Problem description: Please return, word for word, the stretch of the Hillsboro High School text that starts at the words "In 1938, the" and stops after the words "Administration (WPA) funds.".

Document section:
Hillsboro High School (HHS) is a coed public high school located in Hillsboro, Illinois, the county seat of Montgomery County, Illinois, in the United States. HHS is part of the Hillsboro Community Unit School District 3.

History

In 1920, it was determined that the existing city high school on Fairground Ave. was no longer acceptable. After reorganizing the school's district, the decision was made to build a new school. The contract for the building designed by architect J. W. Kennedy was awarded on June 22, 1920 at a cost of about $250,000. The construction of the "new" Hillsboro High School was begun in 1920, and the school opened in the fall of 1921.

Sitting atop a hill located at 522 East Tremont Street, the north-facing red brick building is surrounded by trees. Through the years, into at least the mid-1960s, the campus was often named as the most beautiful in Illinois.

In 1938, the gymnasium, sited to the south of the main building was commissioned with financing for the project coming in part from Works Progress Administration (WPA) funds.

The agriculture building was added in the 1950s to the east of the gym, and the library/cafeteria building opened in 1962 just southeast of the main building.

Academics
In 2010, Hillsboro High school had an average Act score of 19.6 with a graduation rate of  95.4 percent of their Senior class (which is higher than the state average of 87.8 percent). Since 2010, the school has failed to meet federal education standards set by No Child Left Behind even though in some years the school exceeds some statewide figures. The average class size is 19.6, which is smaller than the Illinois state average of 21.2.

Data listing:

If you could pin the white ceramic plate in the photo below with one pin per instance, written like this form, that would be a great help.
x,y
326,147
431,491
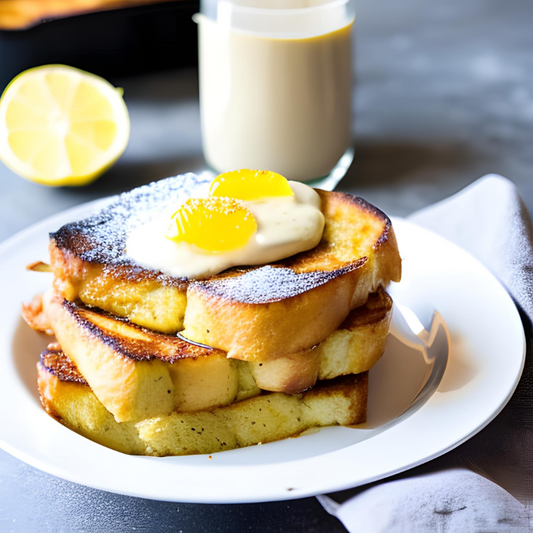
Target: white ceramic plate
x,y
484,368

Result of this exercise:
In 1938, the gymnasium, sited to the south of the main building was commissioned with financing for the project coming in part from Works Progress Administration (WPA) funds.